The task: Copy out the full text on profiling a JVM-based server word for word, keeping every line as it appears.

Text block:
--------------------

Profiling a simple performance issue in a JVM-based server

I work on the backend code that supports some of LINE’s location-based features, and we’ve recently had an exciting project to improve our support for keeping track of nearby points of interest (PoIs) — shops, museums, anything you might want to know that you were close to.

In order to deliver this as quickly as possible, we elected to reuse an existing PoI datastore from a previous project — which meant we had to read the data from MongoDB. Although I’d worked a little with MongoDB in an existing codebase, this was my first time introducing it into a system from scratch, and my first time working with it from Kotlin.

--------------------

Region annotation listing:
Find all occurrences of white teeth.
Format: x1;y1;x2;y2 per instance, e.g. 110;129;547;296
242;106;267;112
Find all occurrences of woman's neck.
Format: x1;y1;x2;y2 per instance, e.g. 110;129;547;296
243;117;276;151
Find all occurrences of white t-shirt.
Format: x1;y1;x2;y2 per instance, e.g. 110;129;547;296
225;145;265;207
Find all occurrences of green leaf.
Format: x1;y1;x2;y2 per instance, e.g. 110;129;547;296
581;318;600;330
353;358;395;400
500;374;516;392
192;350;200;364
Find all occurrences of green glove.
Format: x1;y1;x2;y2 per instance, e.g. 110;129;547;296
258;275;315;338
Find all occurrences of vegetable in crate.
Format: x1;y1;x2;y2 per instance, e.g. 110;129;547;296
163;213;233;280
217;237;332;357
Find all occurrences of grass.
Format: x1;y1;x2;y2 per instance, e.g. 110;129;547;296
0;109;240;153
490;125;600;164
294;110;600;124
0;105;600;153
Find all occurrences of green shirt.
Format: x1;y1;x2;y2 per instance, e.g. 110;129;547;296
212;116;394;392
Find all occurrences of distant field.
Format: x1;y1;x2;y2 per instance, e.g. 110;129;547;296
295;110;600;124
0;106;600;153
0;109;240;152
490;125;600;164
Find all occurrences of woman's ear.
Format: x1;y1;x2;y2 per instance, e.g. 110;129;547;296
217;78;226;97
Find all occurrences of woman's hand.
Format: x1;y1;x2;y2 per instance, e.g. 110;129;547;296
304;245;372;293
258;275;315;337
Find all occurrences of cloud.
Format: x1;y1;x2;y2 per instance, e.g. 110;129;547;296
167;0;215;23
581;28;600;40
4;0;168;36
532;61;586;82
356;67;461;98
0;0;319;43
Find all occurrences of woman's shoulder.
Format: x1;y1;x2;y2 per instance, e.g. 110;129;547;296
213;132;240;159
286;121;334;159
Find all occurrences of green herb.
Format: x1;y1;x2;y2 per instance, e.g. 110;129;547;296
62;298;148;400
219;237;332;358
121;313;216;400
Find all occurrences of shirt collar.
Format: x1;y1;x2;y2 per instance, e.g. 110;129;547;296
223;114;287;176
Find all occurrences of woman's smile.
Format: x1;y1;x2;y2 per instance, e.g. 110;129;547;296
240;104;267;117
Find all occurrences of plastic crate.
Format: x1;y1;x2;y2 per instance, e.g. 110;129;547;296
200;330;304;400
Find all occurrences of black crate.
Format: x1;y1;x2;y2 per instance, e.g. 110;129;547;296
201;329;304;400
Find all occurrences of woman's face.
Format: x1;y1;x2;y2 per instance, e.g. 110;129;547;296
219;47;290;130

--------------------

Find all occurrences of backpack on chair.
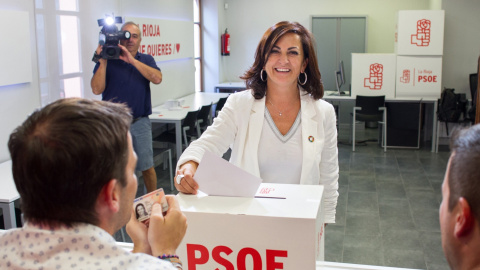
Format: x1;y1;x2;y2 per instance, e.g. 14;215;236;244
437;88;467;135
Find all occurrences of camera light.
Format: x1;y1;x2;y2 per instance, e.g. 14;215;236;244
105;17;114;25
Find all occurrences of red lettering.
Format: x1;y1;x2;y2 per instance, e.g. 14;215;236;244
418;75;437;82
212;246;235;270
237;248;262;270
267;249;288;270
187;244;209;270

--------------------

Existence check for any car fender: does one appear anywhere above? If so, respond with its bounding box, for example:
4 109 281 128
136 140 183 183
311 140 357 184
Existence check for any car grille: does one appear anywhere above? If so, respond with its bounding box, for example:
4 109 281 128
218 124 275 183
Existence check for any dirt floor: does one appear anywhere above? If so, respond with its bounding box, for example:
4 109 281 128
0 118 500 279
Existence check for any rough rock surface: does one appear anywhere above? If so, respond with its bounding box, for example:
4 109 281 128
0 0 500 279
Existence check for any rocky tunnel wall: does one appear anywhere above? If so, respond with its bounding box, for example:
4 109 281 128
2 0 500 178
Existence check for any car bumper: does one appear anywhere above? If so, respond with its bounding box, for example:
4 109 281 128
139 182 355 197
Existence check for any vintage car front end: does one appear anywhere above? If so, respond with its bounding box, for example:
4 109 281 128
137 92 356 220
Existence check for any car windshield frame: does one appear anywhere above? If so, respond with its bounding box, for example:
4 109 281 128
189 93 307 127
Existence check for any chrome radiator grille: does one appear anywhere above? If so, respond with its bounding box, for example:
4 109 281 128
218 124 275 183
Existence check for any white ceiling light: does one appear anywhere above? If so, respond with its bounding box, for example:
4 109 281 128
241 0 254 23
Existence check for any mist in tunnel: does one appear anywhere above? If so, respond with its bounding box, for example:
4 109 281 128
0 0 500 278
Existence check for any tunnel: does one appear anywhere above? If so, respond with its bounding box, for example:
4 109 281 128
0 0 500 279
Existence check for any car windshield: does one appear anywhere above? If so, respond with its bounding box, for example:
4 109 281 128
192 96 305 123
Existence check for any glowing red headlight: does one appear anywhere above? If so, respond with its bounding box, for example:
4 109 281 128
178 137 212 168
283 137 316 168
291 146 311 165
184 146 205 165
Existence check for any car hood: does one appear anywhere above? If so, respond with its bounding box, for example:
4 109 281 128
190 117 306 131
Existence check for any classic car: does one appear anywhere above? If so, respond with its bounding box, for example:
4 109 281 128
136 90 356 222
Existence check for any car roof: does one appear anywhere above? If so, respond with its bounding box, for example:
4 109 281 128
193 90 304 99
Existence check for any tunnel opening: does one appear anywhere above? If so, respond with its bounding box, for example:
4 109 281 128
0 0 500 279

--------------------

Solved exercise:
Profiling a simple performance issue in a JVM-based server

I work on the backend code that supports some of LINE’s location-based features, and we’ve recently had an exciting project to improve our support for keeping track of nearby points of interest (PoIs) — shops, museums, anything you might want to know that you were close to.

In order to deliver this as quickly as possible, we elected to reuse an existing PoI datastore from a previous project — which meant we had to read the data from MongoDB. Although I’d worked a little with MongoDB in an existing codebase, this was my first time introducing it into a system from scratch, and my first time working with it from Kotlin.